- Your goal -
Each line of the records is to be copied verbatim.
»»
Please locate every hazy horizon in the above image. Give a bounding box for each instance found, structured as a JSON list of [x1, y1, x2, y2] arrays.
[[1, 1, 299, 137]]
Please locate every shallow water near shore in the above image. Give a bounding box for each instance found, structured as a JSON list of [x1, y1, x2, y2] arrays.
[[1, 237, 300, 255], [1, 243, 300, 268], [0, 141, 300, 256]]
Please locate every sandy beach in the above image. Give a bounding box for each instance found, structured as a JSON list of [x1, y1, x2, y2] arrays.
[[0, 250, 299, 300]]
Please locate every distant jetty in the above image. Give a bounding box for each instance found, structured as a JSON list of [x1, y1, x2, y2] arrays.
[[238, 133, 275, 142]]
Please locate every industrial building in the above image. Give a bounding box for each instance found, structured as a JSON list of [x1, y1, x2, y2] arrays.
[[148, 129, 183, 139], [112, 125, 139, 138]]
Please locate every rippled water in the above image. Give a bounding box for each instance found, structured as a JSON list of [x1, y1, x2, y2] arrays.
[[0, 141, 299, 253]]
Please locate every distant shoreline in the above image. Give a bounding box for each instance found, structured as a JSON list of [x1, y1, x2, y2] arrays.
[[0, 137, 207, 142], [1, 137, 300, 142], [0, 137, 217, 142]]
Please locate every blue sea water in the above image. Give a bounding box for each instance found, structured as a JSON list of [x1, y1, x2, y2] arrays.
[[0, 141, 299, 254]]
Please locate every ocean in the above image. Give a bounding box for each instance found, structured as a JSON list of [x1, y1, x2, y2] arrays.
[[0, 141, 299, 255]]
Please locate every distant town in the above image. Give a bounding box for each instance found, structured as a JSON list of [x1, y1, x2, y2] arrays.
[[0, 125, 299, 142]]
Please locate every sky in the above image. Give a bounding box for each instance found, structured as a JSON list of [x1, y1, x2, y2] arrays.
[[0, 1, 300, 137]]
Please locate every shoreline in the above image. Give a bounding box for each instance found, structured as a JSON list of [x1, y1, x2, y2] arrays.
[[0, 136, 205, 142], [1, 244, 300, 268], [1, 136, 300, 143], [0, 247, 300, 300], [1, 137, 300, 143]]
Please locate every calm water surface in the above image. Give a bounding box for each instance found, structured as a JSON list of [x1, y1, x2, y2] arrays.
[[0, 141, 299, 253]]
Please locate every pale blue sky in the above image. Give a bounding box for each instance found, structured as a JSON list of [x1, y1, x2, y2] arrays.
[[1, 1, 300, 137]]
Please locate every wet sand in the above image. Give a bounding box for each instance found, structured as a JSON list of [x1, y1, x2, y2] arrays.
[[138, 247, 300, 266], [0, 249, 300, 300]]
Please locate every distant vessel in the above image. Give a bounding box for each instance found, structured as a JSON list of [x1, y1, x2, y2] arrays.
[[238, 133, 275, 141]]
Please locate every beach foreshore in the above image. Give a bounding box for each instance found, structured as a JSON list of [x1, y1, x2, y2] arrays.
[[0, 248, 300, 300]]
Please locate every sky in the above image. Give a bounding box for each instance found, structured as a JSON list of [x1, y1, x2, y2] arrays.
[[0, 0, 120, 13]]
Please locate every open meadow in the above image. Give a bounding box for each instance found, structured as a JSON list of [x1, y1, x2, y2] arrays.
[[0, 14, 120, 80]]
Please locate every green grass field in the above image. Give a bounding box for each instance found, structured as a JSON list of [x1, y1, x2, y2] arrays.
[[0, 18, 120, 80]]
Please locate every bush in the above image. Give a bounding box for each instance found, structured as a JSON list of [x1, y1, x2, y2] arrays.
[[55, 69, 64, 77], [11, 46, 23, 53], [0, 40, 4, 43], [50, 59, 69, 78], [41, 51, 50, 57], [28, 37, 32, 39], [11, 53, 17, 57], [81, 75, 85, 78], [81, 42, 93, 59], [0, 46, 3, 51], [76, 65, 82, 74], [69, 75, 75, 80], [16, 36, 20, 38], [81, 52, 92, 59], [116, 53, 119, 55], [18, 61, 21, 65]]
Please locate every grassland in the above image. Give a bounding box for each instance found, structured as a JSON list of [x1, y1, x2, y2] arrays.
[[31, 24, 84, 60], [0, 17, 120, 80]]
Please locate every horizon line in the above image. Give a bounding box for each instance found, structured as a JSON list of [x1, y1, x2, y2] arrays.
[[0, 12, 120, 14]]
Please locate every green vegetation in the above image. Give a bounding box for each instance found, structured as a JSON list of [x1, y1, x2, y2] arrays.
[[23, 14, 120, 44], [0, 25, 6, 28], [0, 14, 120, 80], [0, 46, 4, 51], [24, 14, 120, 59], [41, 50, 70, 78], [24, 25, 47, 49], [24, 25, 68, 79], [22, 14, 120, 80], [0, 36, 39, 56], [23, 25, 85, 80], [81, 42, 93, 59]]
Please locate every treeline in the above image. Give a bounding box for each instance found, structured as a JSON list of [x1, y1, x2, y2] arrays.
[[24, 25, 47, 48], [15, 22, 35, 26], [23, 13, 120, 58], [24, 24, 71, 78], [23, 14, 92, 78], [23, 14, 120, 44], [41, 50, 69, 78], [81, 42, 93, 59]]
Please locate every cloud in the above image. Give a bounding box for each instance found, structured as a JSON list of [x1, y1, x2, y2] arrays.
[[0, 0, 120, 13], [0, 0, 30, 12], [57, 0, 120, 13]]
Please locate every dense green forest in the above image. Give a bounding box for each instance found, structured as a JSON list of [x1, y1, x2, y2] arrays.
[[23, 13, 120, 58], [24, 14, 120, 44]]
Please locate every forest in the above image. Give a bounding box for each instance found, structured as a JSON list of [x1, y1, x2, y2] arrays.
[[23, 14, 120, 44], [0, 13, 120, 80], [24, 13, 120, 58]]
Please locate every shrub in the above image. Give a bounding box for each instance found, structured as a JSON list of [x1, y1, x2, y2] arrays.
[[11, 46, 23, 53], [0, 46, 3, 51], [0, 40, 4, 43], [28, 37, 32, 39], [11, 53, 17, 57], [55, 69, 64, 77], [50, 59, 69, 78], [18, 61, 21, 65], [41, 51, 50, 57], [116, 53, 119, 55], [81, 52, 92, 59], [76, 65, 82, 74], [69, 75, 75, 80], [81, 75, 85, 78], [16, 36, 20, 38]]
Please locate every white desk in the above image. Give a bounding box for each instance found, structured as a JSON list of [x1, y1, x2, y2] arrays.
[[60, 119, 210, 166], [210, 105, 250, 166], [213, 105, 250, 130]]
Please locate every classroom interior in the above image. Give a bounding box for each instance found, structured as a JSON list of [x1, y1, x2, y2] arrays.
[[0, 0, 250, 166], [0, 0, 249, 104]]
««
- Answer to this task -
Please locate every hazy horizon in the above image. Give a bounding box for each instance found, structured as a JSON list of [x1, y1, x2, y2] arrays.
[[1, 1, 299, 137]]
Please locate every shallow water near shore in the above image. Give a bounding box for each instance found, structured as a JSON list of [x1, y1, x2, y2] arrays.
[[1, 237, 300, 255], [1, 243, 300, 268], [0, 141, 300, 256]]
Please locate every sandy beach in the above image. Give a bounding box for each instance found, structured as a JSON list of [x1, y1, x2, y2] arrays.
[[0, 250, 299, 300]]
Please locate every distant jetty in the above image. Give a bounding box for each instance found, structured as a JSON list of [x1, y1, x2, y2] arrays.
[[238, 133, 275, 142]]
Please locate every industrial building in the above image. Give a bounding box for each instance found, structured as a JSON list of [x1, y1, x2, y2] arrays.
[[148, 129, 183, 139], [112, 125, 139, 138]]
Please locate every rippled water in the above image. Give a bounding box for each instance found, structured as a JSON list of [x1, y1, x2, y2] arrays.
[[0, 141, 299, 253]]
Please locate every distant shoreline in the above image. Give a bounding box for each instance found, structured as a JSON list of [x1, y1, x2, y2] arrays.
[[0, 137, 207, 142], [1, 137, 300, 142], [0, 137, 217, 142]]
Please locate every blue sea water in the above image. Give a bounding box for each instance found, structured as a JSON list of [x1, y1, x2, y2] arrays.
[[0, 141, 299, 254]]
Please locate every ocean in the above image. Give a bounding box for each instance found, structured as a JSON list of [x1, y1, x2, y2] arrays.
[[0, 141, 299, 255]]
Please locate every distant town in the above image. Give a bounding box for each instance found, structured as a JSON list of [x1, y1, x2, y2] arrays.
[[0, 125, 299, 142]]
Please locate every sky in the above image. Give a bounding box for each instance found, structured as a JSON list of [x1, y1, x2, y2] arrays.
[[0, 1, 300, 137]]
Please locate every shoreline in the above image. Give a bounding box for each instance found, structured as a JSON list of [x1, y1, x2, y2] arrays.
[[0, 136, 205, 142], [1, 244, 300, 268], [1, 136, 300, 143], [0, 247, 300, 300], [1, 137, 300, 143]]
Please locate every calm water surface in the above image. Give a bounding box for each instance found, structured as a JSON list of [x1, y1, x2, y2] arrays.
[[0, 141, 299, 253]]
Please locate every pale blue sky in the above image. Give a bounding box for each instance found, structured as a JSON list of [x1, y1, x2, y2] arrays.
[[1, 1, 300, 137]]
Please locate every wet sand in the above image. Give a bounding box for each instance found, structured as a JSON list of [x1, y1, x2, y2] arrays.
[[138, 247, 300, 266], [0, 249, 300, 300]]
Please locate every distant vessel in the above image. Give a bounding box for each instance found, structured as a JSON list of [x1, y1, x2, y2] arrays.
[[238, 133, 275, 141]]
Please locate every beach foreshore in the above image. Give a bounding box for each instance found, structured as a JSON list of [x1, y1, x2, y2] arrays.
[[0, 248, 300, 300]]
Please locate every sky in the above image. Give a bounding box for each instance found, structured as a JSON list of [x1, y1, x2, y2] arrays.
[[0, 0, 120, 13]]
Please locate every open meadow in the above image. Give a bounding box for each instance found, structured as a JSON list of [x1, y1, x2, y2] arrays.
[[0, 14, 120, 80]]
Please locate every green grass field in the above image. Give a bounding box for each instance found, structured as a JSON list of [x1, y1, x2, y2] arrays.
[[0, 18, 120, 80]]
Please locate every bush in the above image. Give a bounding box for each instance found, structured as a JSON list of [x1, y1, x2, y2] arrays.
[[55, 69, 64, 77], [11, 46, 23, 53], [0, 40, 4, 43], [50, 59, 69, 78], [41, 51, 50, 57], [28, 37, 32, 39], [11, 53, 17, 57], [81, 75, 85, 78], [81, 42, 93, 59], [0, 46, 3, 51], [76, 65, 82, 74], [69, 75, 75, 80], [16, 36, 20, 38], [81, 52, 92, 59], [116, 53, 119, 55], [18, 61, 21, 65]]
Please locate every grassland in the above image. Give a bounding box for each instance found, structured as a JSON list of [x1, y1, x2, y2] arrays.
[[31, 24, 84, 60], [0, 17, 120, 80]]
Please locate every horizon line in the above image. Give a bounding box for each instance found, structured as a JSON list of [x1, y1, x2, y2] arrays.
[[0, 12, 120, 14]]
Please locate every green vegetation in the above image. Give a bounding box for each instance found, structured as a JSON list of [x1, y1, x2, y2] arrays.
[[23, 14, 120, 44], [0, 25, 6, 28], [0, 14, 120, 80], [0, 46, 4, 51], [24, 14, 120, 59], [41, 50, 70, 78], [24, 25, 47, 49], [24, 25, 68, 79], [22, 14, 120, 80], [0, 36, 39, 56], [23, 25, 85, 80], [81, 42, 93, 59]]
Please locate every treeline in the above image. Give a bounding box for each instance found, structured as a JSON list of [x1, y1, x2, y2] arrays.
[[24, 25, 47, 48], [15, 22, 35, 26], [23, 13, 120, 58], [24, 24, 71, 78], [23, 14, 92, 78], [23, 14, 120, 44], [41, 50, 69, 78], [81, 42, 93, 59]]
Please locate every cloud in the above image. Give a bounding box for each instance found, structured as a JSON list of [x1, y1, x2, y2] arrays.
[[0, 0, 120, 13], [0, 0, 30, 12], [57, 0, 120, 13]]
Please locate every dense green forest in the above image. Give a bounding box for each instance found, structured as a JSON list of [x1, y1, x2, y2] arrays.
[[23, 13, 120, 58], [24, 14, 120, 44]]
Please locate every forest in the above image. Give a bounding box for each instance found, structured as a JSON list of [x1, y1, x2, y2] arrays.
[[23, 14, 120, 44], [0, 13, 120, 80], [24, 13, 120, 58]]
Please locate every shrub in the above image. Give a bounding box for each instance found, structured as a JSON list of [x1, y1, x2, y2] arrays.
[[11, 46, 23, 53], [0, 46, 3, 51], [0, 40, 4, 43], [28, 37, 32, 39], [11, 53, 17, 57], [55, 69, 64, 77], [50, 59, 69, 78], [18, 61, 21, 65], [41, 51, 50, 57], [116, 53, 119, 55], [81, 52, 92, 59], [76, 65, 82, 74], [69, 75, 75, 80], [81, 75, 85, 78], [16, 36, 20, 38]]
Please locate every white desk in the above image. Give a bounding box for each instance found, structured as a JSON list of [x1, y1, x2, y2] arrays.
[[60, 119, 210, 166], [210, 105, 250, 166], [213, 105, 250, 130]]
Please locate every classroom interior in the above image. Give a bounding box for each instance found, structured as a JSON list of [x1, y1, x2, y2] arrays.
[[0, 0, 250, 166], [0, 0, 249, 104]]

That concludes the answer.